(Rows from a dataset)
★ ★ ★ ★ ★ ★ ★
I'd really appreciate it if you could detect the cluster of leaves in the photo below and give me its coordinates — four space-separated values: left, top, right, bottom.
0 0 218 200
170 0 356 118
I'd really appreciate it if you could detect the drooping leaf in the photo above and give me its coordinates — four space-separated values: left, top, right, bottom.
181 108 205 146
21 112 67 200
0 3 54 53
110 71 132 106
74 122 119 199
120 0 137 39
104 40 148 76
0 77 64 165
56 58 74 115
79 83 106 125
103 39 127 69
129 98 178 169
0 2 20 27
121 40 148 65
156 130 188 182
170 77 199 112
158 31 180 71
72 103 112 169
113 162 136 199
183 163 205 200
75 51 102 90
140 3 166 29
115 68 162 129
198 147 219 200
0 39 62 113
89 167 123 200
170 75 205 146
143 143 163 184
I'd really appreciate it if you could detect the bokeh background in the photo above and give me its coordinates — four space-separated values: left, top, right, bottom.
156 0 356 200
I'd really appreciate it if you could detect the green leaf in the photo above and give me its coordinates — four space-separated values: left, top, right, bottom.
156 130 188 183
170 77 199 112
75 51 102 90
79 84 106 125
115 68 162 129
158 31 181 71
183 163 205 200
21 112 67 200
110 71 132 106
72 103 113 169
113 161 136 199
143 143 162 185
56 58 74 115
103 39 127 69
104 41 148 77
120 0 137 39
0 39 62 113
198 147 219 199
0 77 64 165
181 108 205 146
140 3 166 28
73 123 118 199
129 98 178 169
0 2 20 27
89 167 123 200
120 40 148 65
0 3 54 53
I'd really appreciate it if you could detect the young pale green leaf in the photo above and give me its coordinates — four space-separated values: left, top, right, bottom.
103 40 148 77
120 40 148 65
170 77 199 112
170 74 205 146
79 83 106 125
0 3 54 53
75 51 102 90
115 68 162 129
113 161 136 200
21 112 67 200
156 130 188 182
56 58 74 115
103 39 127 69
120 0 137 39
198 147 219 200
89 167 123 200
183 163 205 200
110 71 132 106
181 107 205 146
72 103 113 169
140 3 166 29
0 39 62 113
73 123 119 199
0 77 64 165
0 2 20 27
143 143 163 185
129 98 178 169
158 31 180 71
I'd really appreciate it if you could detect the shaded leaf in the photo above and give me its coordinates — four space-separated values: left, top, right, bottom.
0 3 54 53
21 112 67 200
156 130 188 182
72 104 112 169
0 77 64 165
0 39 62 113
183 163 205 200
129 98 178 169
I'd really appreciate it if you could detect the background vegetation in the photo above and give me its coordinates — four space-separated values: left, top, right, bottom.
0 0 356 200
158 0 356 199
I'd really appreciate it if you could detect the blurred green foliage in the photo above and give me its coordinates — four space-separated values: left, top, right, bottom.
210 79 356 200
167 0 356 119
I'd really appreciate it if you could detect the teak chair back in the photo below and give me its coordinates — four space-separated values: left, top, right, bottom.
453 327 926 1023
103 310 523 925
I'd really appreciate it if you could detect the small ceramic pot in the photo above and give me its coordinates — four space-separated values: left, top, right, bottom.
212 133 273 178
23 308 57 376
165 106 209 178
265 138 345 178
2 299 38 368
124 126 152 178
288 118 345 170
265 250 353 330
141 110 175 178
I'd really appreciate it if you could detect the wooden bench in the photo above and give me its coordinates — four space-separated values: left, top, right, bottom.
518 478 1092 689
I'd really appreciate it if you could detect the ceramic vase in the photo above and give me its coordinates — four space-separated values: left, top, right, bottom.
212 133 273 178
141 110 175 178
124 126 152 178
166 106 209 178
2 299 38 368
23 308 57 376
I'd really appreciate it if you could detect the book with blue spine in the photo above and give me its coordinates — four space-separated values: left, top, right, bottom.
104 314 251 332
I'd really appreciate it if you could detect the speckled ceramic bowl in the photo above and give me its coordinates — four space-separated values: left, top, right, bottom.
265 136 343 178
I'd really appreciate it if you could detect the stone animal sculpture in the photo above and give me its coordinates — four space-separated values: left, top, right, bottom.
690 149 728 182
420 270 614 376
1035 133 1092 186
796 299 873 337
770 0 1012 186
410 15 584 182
★ ★ ★ ★ ★ ★ ★
Display each line of the items above that contains the string "leaf", treating uppercase and lowercase as distinct.

**Result**.
I'd really appreciate it if you could detect the drooping leaf in the photo above and give me its coordinates — four space-separated values: left, top, right, bottom.
I'd really appreciate it if you could detect the green leaf in the photo above and give me its coordinates — four space-separated values: left, top, right, bottom.
I'd really appreciate it if you could detect the young pale green leaf in the photo above and give me its coordinates — four space-separated values: left, top, right, bottom.
I'd really appreciate it if you could detect the shaded leaf in the photo above and give me its coordinates — four space-separated values: left, top, right, bottom.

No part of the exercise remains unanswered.